Task directions:
Identify each line in the data below that contains the word "cloud", and reproduce every such line in full.
-- Start of Dataset content --
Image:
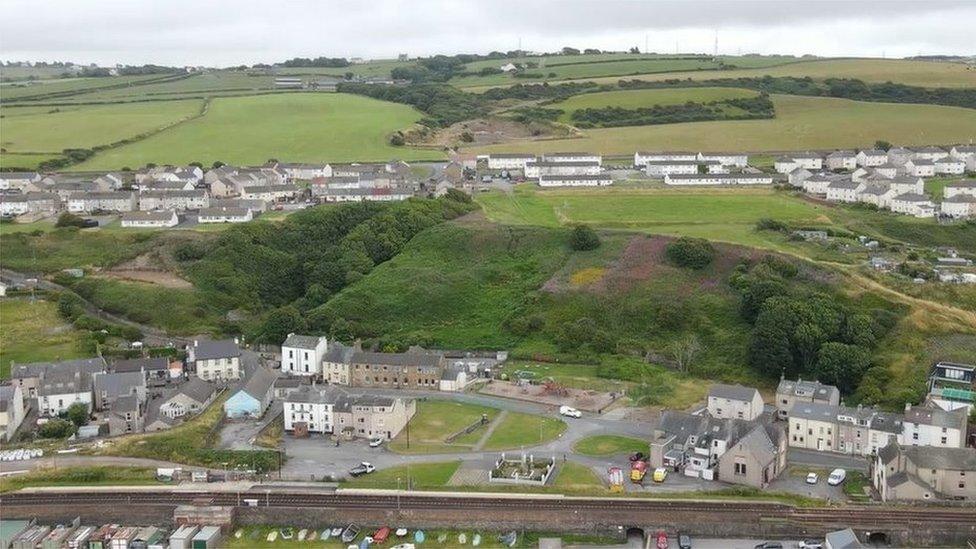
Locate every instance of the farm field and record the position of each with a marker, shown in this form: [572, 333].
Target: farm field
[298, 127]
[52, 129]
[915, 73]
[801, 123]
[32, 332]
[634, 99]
-- End of Dataset content --
-- Start of Dataset content --
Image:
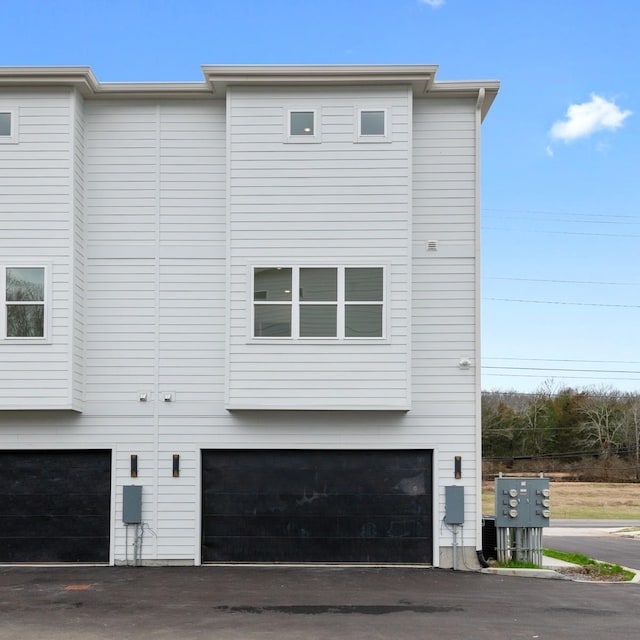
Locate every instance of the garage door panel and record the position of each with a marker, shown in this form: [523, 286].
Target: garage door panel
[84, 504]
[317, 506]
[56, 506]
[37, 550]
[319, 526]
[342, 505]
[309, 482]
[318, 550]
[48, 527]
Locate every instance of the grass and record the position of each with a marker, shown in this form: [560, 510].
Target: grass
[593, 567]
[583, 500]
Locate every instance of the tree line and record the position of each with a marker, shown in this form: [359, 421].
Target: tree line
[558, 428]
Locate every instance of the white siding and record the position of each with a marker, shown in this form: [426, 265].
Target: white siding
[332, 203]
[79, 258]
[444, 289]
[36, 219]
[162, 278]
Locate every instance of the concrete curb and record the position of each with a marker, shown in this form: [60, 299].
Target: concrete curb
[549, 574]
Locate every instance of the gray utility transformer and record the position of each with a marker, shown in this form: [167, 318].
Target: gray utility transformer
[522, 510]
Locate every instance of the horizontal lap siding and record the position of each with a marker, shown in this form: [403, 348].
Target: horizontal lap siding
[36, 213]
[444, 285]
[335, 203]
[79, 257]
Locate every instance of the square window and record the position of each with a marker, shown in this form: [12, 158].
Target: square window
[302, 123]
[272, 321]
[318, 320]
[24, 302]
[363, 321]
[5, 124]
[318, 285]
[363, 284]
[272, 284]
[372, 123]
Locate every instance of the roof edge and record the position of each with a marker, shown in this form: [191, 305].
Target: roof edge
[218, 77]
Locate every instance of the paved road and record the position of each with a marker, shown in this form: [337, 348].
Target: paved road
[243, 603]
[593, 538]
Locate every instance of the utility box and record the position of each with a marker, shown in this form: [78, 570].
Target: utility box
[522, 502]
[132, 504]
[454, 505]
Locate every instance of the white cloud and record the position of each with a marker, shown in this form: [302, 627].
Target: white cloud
-- End of Dataset content --
-- Start of Dataset content --
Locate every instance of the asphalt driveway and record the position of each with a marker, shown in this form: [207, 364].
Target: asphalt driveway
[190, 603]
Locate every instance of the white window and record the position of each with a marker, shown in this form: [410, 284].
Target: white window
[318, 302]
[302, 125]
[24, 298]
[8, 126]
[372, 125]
-- End of Dataset content --
Correct result:
Locate every instance of the white cloud and record the position of each with a marker, shown in this form: [302, 627].
Target: white cloud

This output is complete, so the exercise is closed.